━━ Supplied data

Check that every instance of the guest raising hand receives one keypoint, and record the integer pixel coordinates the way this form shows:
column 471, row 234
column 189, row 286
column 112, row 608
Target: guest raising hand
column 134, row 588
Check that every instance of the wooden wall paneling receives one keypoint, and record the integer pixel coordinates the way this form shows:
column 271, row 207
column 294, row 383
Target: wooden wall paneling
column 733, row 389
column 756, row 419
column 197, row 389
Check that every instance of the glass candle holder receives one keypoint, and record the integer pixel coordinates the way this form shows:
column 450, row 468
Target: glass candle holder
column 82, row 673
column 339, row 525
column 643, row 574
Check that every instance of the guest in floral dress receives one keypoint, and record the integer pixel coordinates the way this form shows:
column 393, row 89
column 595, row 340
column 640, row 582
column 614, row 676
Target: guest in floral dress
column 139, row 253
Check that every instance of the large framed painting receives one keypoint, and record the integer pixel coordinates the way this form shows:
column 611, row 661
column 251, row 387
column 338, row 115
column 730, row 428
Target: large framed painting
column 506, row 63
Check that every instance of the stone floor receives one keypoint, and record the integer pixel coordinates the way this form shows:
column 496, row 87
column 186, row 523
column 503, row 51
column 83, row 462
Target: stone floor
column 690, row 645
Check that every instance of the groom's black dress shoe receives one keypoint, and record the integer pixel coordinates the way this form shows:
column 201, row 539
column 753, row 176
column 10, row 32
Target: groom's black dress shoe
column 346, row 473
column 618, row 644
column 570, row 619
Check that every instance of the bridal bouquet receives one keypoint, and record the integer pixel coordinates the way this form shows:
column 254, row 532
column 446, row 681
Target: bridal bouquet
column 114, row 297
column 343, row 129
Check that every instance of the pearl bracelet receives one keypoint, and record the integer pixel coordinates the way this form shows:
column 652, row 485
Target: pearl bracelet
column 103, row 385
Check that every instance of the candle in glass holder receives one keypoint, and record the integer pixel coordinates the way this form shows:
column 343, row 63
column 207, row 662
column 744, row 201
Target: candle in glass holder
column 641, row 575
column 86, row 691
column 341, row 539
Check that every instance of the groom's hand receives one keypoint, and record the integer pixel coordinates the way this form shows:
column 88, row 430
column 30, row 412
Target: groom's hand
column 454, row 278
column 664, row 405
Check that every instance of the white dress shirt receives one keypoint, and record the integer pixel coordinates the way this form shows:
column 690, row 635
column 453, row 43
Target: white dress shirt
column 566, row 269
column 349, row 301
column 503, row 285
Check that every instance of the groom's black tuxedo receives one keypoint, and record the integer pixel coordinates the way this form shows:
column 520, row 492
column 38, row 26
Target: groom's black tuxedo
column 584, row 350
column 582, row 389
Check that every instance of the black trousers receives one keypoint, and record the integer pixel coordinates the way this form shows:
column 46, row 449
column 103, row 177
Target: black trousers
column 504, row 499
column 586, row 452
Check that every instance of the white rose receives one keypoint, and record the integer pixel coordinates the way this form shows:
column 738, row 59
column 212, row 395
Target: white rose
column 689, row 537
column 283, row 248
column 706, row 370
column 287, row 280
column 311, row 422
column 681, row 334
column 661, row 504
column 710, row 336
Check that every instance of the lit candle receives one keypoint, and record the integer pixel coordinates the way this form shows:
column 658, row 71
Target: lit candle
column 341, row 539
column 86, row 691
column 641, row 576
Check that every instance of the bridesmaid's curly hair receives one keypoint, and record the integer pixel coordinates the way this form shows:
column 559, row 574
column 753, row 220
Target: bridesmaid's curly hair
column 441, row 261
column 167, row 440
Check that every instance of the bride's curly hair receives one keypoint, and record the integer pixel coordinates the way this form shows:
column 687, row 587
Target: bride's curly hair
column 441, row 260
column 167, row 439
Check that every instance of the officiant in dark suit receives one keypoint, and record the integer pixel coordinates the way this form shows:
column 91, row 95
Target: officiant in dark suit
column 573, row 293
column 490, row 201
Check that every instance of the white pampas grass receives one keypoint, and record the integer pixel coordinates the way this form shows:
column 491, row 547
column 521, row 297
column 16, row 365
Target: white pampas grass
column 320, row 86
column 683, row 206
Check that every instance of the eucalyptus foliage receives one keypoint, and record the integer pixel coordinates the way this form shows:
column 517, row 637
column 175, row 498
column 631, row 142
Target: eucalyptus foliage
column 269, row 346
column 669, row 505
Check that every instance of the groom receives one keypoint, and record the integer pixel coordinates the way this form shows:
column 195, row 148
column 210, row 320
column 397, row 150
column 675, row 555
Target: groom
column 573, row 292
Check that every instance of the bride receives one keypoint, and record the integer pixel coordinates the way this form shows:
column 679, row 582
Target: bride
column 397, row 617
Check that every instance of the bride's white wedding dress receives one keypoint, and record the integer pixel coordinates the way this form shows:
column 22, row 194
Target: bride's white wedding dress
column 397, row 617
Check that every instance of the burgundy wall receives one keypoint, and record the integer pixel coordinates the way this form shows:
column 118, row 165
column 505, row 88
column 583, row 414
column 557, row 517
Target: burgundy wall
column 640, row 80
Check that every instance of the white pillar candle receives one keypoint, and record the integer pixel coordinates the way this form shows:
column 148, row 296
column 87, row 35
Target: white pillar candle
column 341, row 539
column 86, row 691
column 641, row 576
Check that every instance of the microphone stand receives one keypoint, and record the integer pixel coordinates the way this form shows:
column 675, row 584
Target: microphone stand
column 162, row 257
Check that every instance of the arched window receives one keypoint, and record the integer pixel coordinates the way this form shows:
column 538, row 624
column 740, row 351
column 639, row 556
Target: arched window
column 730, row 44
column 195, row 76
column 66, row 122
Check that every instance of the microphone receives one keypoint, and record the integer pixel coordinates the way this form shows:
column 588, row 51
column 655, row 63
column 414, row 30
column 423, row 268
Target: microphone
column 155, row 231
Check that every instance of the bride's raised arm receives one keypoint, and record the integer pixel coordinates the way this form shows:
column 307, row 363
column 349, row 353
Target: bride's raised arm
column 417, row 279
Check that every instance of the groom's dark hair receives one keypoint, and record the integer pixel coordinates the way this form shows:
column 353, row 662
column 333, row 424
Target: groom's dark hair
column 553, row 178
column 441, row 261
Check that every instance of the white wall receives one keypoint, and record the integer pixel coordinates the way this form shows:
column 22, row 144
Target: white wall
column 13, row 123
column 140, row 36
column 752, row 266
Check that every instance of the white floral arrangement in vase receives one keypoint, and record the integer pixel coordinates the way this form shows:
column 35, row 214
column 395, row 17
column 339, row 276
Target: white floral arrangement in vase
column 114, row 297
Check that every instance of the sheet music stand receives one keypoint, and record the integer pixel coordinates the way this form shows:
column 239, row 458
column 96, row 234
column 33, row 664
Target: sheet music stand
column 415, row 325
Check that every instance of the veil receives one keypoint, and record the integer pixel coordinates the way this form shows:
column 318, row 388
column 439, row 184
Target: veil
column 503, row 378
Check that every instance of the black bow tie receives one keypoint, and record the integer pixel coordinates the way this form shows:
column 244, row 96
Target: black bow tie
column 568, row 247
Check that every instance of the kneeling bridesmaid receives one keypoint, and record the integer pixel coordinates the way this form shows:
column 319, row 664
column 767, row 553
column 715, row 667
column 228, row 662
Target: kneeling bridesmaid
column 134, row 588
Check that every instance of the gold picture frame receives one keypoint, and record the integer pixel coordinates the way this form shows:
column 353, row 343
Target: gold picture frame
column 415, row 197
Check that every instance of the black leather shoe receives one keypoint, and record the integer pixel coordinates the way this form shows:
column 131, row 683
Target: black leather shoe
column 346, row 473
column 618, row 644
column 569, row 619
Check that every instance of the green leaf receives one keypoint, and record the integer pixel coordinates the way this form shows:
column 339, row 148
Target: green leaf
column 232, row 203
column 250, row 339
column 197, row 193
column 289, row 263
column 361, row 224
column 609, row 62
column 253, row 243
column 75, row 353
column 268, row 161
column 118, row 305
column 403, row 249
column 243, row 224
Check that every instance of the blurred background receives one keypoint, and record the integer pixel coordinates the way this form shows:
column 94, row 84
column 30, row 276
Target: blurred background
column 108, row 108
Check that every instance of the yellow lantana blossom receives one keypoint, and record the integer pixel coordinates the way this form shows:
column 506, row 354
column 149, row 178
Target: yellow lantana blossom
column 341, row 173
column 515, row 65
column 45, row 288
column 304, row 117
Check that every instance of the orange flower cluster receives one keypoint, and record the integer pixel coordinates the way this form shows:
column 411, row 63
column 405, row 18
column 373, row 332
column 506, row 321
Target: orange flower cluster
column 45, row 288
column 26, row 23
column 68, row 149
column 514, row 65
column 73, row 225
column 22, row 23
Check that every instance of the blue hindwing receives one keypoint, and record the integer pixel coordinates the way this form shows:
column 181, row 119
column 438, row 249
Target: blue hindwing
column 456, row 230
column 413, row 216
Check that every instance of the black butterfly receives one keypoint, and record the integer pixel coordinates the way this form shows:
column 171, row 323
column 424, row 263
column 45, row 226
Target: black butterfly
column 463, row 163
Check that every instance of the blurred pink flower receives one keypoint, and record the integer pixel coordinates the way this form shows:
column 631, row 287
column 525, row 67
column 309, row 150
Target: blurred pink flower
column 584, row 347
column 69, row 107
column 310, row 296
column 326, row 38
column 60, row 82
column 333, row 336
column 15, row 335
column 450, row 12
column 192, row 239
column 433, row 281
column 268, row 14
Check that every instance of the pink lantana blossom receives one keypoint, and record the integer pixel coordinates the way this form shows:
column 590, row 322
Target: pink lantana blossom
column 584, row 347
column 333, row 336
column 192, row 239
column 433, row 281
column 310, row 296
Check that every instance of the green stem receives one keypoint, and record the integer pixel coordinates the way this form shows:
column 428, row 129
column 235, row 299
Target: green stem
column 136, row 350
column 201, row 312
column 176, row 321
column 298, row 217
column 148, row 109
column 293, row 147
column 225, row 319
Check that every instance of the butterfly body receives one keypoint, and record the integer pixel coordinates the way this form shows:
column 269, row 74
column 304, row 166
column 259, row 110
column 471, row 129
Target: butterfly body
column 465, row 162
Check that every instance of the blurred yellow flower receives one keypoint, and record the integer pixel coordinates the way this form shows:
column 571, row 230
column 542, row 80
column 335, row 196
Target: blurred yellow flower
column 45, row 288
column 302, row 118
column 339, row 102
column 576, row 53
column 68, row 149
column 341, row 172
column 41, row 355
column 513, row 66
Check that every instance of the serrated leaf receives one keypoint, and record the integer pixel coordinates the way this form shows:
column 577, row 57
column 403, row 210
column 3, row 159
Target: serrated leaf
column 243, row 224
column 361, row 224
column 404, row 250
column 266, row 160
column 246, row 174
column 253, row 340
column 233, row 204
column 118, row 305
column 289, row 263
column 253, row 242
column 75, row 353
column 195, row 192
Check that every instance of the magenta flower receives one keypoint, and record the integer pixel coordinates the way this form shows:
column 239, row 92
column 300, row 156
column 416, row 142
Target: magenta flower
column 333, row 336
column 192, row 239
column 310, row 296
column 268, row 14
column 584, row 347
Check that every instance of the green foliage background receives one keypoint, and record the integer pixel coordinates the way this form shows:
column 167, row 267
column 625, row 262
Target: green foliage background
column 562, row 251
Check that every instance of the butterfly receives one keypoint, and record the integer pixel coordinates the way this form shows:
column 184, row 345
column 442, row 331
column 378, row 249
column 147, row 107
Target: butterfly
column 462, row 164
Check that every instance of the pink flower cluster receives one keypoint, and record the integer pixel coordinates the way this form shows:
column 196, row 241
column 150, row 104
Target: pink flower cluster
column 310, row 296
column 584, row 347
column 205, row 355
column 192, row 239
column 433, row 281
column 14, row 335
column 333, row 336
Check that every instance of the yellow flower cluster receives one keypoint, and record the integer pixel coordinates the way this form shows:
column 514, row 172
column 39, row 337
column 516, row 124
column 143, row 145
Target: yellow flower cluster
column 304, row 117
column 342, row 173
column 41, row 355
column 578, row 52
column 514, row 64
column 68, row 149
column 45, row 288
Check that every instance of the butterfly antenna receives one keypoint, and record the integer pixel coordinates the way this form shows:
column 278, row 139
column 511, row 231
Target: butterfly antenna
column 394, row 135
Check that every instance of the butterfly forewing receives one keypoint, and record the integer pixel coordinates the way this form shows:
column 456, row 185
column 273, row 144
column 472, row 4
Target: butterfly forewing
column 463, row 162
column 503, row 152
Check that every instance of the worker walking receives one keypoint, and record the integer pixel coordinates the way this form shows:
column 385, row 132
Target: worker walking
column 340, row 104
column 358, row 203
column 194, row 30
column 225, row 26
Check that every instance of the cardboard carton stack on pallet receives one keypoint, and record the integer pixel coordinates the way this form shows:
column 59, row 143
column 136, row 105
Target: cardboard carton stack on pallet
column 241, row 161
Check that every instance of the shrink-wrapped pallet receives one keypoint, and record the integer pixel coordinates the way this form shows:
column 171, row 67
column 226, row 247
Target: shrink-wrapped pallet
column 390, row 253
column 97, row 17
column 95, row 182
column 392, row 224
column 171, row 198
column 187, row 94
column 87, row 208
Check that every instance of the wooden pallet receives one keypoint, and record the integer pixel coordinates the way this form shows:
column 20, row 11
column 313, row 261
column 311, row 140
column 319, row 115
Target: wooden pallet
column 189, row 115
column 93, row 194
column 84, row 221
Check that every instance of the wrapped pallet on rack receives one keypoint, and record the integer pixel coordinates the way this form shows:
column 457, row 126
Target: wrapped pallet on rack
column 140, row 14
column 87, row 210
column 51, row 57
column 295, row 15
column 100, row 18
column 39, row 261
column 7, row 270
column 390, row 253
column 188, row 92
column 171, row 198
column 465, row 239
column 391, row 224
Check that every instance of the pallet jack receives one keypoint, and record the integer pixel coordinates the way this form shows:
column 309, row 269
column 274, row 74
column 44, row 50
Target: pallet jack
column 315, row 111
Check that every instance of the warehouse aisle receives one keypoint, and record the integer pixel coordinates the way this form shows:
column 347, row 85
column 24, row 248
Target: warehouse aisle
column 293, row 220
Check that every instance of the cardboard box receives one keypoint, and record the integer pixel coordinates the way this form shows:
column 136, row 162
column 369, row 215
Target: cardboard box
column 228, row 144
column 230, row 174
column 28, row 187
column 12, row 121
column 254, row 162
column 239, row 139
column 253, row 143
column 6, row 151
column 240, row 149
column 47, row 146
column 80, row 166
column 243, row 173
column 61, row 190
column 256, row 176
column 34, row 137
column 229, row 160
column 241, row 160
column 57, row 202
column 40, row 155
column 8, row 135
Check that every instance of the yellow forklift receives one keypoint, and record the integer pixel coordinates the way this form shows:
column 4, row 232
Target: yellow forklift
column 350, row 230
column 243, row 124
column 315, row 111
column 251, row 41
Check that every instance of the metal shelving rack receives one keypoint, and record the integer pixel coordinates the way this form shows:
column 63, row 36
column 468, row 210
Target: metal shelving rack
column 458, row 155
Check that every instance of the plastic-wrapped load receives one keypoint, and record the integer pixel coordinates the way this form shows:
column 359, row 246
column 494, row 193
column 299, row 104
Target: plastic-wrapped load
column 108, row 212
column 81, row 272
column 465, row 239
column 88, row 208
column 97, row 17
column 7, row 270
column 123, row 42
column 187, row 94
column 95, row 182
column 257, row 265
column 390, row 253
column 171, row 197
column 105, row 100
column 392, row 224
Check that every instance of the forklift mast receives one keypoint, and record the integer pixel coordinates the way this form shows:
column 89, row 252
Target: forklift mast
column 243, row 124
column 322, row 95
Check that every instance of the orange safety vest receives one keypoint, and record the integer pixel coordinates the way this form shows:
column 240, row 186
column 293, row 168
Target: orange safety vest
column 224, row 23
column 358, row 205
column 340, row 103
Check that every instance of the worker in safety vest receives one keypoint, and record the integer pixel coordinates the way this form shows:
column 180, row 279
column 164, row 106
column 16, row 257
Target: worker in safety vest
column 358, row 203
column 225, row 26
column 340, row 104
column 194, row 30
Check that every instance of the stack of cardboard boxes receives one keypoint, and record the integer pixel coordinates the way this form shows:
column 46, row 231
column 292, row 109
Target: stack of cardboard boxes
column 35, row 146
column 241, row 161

━━━━

*Work request:* Copy range, inclusive: the line holding "column 278, row 139" to the line holding "column 226, row 247". Reproduce exactly those lines of the records above and no others.

*Response box:*
column 278, row 139
column 511, row 231
Target: butterfly antenna
column 394, row 135
Check that every instance of the butterfly forewing receives one keypoint, and record the integer pixel coordinates the way this form shows:
column 456, row 185
column 273, row 144
column 472, row 4
Target: butterfly forewing
column 463, row 162
column 503, row 152
Check that every instance of the worker walking receives one keypoint, and record the integer pixel coordinates the way this form shows:
column 385, row 132
Target: worker walking
column 340, row 104
column 358, row 203
column 194, row 30
column 225, row 26
Check that every instance of the cardboard carton stack on pallet receives one keypoint, and record the integer pixel coordinates the way this form shows:
column 59, row 143
column 136, row 105
Target: cardboard carton stack on pallet
column 241, row 161
Check that every instance of the shrink-wrapped pallet receives one keypoint, and record the integer pixel coordinates the way this form shows:
column 171, row 67
column 226, row 247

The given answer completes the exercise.